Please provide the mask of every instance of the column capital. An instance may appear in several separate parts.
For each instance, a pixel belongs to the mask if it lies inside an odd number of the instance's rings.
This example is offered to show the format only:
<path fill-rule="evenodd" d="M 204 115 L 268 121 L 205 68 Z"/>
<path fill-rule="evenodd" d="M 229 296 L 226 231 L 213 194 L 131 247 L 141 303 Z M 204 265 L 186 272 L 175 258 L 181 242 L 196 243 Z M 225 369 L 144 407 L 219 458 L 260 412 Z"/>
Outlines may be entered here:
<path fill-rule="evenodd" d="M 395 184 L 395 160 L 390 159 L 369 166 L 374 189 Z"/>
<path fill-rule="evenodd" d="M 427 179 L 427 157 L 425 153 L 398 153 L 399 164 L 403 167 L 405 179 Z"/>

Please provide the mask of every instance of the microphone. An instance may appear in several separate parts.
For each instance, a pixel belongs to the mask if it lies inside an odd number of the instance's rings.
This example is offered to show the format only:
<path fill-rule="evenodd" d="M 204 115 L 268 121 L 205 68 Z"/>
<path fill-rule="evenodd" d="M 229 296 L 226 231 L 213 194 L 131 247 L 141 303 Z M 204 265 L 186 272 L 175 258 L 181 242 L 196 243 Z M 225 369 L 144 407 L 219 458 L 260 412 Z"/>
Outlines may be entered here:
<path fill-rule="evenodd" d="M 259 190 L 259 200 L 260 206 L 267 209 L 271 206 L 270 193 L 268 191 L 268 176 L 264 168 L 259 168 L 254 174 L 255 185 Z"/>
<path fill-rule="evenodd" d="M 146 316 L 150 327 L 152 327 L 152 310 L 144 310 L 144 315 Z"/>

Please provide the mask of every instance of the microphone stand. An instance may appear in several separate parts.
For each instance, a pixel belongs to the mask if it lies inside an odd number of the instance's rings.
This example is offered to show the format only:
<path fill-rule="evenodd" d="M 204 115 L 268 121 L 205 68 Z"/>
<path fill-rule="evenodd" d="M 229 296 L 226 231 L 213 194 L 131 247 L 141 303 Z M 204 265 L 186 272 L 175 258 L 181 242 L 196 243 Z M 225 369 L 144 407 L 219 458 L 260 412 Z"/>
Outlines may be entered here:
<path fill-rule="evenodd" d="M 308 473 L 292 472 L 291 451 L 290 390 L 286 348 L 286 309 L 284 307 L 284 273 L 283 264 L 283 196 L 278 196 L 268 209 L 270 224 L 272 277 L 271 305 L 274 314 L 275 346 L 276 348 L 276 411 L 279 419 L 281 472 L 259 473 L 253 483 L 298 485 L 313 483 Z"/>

************

Objective -> Present the stretch from the line containing "the microphone stand." through the last line of the material as a numbered list, omitting any blank lines.

Written reply ->
1. Please provide the mask of every instance of the microphone stand. An instance may appear in several separate parts.
2. For each instance, a pixel belongs to the mask if it lies inside an odd number of the instance's rings.
3. This example is offered to show the format only:
4. <path fill-rule="evenodd" d="M 204 115 L 268 121 L 205 68 Z"/>
5. <path fill-rule="evenodd" d="M 229 296 L 226 231 L 213 194 L 131 247 L 141 303 Z M 204 265 L 186 272 L 175 258 L 181 242 L 196 243 Z M 225 369 L 144 407 L 219 458 L 260 412 Z"/>
6. Outlines may be entered here:
7. <path fill-rule="evenodd" d="M 308 473 L 292 472 L 291 451 L 290 390 L 286 348 L 286 309 L 284 307 L 284 273 L 283 264 L 283 196 L 278 196 L 268 209 L 270 224 L 272 277 L 271 305 L 274 314 L 275 346 L 276 348 L 276 411 L 279 419 L 281 472 L 259 473 L 253 483 L 298 485 L 313 483 Z"/>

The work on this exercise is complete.